» Given exercise
Which lines of the material below contain the word "raising"? Pick them out and copy each one in full.

BEGIN Data to process

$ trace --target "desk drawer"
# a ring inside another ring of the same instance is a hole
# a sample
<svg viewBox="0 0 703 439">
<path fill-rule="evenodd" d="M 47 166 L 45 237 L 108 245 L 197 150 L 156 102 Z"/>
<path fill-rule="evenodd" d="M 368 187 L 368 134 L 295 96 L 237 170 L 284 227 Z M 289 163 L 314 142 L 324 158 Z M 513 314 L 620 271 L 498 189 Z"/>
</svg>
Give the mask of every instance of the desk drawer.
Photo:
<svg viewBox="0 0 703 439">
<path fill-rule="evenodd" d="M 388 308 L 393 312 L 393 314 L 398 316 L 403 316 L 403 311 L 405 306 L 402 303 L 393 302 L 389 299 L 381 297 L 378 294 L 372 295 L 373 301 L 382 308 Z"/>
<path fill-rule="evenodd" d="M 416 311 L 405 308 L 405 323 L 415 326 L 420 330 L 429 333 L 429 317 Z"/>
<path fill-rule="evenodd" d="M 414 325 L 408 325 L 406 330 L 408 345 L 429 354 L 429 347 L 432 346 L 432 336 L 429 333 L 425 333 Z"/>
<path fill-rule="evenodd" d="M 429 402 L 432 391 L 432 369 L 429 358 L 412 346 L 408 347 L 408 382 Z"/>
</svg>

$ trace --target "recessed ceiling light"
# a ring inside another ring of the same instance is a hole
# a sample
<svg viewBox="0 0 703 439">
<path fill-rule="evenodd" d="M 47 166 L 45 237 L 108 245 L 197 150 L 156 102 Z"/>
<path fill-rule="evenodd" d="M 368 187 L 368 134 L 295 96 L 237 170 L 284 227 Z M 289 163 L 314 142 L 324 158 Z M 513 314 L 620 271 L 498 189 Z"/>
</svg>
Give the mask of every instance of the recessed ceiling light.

END Data to process
BEGIN Data to process

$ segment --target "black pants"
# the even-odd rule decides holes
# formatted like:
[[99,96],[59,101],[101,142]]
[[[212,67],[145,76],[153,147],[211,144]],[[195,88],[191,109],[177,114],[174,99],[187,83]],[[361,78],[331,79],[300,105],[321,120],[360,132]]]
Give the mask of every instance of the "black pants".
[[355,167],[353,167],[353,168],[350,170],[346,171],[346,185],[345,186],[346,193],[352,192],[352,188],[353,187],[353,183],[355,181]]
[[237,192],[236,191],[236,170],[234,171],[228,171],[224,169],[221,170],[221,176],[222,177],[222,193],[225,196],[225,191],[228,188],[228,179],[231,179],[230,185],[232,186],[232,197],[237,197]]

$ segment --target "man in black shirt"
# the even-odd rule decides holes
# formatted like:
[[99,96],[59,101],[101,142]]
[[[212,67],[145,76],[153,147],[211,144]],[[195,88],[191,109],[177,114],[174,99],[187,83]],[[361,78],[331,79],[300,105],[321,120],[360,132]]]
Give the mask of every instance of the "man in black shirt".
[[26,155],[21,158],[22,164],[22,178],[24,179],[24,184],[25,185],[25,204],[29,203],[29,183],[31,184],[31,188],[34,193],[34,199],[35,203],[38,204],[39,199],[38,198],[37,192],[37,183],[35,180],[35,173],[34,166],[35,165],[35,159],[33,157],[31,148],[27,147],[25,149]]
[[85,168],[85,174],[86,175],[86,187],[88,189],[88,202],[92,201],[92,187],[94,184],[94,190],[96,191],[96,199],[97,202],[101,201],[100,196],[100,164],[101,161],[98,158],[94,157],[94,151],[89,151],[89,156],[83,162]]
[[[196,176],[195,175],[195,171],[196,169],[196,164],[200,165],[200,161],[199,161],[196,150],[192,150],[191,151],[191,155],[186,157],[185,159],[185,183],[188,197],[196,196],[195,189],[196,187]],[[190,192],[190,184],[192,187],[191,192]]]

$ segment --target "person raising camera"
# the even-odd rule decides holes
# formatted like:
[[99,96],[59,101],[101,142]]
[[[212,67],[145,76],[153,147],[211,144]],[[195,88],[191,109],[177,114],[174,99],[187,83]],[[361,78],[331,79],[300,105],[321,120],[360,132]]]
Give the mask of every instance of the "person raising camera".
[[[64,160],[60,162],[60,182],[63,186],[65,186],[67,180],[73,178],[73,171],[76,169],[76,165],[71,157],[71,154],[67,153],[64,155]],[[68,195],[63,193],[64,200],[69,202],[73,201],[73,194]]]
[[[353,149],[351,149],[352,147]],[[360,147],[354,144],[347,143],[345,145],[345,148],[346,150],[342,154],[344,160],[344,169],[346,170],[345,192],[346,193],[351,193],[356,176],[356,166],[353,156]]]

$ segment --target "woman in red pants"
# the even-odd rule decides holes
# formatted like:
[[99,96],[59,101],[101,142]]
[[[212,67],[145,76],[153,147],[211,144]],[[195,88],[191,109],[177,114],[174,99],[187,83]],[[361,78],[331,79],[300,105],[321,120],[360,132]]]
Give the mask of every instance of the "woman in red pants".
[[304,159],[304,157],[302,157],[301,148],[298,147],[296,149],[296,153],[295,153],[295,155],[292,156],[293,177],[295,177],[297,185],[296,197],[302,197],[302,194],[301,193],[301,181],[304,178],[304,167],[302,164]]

END Data to process

» Result of the task
$ segment --target "person raising camera"
Give the mask of every instance of the "person raising camera".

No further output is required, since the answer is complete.